• **INSTRUCTIONS FOR THE TASK**: Using the material below, return exactly the lines between the one holding "Find the young" and the one holding "<point>1005,822</point>", inclusive, and no others.

• **PROVIDED RECORDS**:
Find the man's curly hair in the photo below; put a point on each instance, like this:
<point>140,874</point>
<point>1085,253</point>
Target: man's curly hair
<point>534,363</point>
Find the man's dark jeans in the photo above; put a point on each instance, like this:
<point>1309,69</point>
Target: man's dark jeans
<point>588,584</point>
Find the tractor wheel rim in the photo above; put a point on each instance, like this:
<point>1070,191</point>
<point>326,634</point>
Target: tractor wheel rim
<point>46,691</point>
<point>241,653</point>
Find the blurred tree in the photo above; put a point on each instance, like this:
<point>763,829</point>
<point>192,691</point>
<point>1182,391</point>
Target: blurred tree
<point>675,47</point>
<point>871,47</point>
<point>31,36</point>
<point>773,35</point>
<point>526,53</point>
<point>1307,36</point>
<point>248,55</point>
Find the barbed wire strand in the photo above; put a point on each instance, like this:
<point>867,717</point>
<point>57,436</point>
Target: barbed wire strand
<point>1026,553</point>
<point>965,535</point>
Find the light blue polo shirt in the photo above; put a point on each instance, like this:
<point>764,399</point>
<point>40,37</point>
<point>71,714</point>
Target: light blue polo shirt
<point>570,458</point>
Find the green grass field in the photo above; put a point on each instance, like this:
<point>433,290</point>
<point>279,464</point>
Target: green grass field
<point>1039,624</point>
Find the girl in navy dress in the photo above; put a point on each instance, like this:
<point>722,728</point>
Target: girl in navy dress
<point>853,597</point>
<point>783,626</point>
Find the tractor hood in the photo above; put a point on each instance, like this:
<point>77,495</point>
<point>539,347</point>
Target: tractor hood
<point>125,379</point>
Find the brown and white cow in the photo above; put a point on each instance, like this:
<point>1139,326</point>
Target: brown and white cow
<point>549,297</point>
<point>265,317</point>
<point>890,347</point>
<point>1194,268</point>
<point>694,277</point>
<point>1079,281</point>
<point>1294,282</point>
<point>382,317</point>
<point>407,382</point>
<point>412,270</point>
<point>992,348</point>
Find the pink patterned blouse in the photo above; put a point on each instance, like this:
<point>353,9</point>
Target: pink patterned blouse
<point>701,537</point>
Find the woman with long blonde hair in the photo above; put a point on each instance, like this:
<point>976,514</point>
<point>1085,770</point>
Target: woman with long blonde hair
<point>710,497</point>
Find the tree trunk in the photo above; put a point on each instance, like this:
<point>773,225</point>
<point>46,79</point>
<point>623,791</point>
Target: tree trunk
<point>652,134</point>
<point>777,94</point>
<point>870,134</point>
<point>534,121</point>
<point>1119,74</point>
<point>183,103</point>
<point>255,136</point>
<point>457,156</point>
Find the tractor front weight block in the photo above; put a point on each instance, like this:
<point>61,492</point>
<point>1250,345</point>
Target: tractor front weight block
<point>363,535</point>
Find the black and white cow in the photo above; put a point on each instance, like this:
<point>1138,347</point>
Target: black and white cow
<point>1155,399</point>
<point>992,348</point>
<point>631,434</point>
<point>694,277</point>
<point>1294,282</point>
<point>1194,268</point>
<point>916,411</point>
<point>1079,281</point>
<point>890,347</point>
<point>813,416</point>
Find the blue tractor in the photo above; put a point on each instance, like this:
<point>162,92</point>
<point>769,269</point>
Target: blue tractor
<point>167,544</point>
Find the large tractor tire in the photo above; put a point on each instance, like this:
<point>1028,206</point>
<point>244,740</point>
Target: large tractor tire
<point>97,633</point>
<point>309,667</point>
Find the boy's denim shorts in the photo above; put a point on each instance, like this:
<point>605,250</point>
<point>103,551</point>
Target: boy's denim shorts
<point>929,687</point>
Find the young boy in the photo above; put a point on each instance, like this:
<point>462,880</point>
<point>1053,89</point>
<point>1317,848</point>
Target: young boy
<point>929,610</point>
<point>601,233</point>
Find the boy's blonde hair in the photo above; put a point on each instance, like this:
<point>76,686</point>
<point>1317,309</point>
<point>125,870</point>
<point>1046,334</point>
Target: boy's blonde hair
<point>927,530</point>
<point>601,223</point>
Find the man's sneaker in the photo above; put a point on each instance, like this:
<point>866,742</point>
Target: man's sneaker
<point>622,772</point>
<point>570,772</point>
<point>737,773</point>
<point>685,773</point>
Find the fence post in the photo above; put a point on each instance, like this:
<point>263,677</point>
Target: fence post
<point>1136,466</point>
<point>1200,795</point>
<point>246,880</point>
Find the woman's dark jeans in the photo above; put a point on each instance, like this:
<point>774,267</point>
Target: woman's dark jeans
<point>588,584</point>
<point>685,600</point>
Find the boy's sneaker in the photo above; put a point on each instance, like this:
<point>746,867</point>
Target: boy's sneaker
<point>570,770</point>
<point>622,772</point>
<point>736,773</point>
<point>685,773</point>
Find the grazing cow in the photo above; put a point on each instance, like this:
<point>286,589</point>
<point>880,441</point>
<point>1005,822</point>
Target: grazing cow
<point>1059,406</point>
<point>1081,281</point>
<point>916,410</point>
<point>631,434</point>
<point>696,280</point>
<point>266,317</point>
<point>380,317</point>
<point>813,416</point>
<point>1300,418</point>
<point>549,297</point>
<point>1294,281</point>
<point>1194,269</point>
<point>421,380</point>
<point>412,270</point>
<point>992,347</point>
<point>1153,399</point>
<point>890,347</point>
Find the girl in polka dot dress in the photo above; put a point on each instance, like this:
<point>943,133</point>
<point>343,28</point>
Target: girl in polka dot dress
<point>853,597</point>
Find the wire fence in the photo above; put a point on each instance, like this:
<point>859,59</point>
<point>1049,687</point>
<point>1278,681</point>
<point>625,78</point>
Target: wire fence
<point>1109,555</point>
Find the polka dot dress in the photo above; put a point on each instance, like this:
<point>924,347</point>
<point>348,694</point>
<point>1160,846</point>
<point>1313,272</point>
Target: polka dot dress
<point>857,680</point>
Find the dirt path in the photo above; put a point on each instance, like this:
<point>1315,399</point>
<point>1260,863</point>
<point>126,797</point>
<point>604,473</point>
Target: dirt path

• **EXERCISE ANSWER**:
Find the young boy in the photo above; put a point on each instance, like this:
<point>462,880</point>
<point>1053,89</point>
<point>1317,848</point>
Target: young boy
<point>929,610</point>
<point>601,233</point>
Find the boy's blonde hair in the photo above; put a point on each instance, like this:
<point>76,686</point>
<point>1317,309</point>
<point>125,870</point>
<point>1046,334</point>
Target: boy's blonde hair
<point>927,530</point>
<point>601,223</point>
Find the man's sneaker in the photo above; put a point on each instance, like this:
<point>866,742</point>
Target: man's sneaker
<point>622,772</point>
<point>570,772</point>
<point>737,773</point>
<point>685,773</point>
Find the fence post in the photo above; put a point on each instance, like this:
<point>263,677</point>
Target: fence post
<point>1136,466</point>
<point>1200,795</point>
<point>246,880</point>
Find the woman's dark jeans in the photo above; put a point on each instance, like this:
<point>774,267</point>
Target: woman's dark jeans
<point>588,584</point>
<point>685,600</point>
Find the boy's sneaker in the photo above; put a point on each instance, like this:
<point>746,867</point>
Target: boy's sneaker
<point>570,770</point>
<point>622,772</point>
<point>736,773</point>
<point>685,773</point>
Find the grazing cow in the photo above; put a point on each instance, like this:
<point>286,589</point>
<point>880,441</point>
<point>1005,822</point>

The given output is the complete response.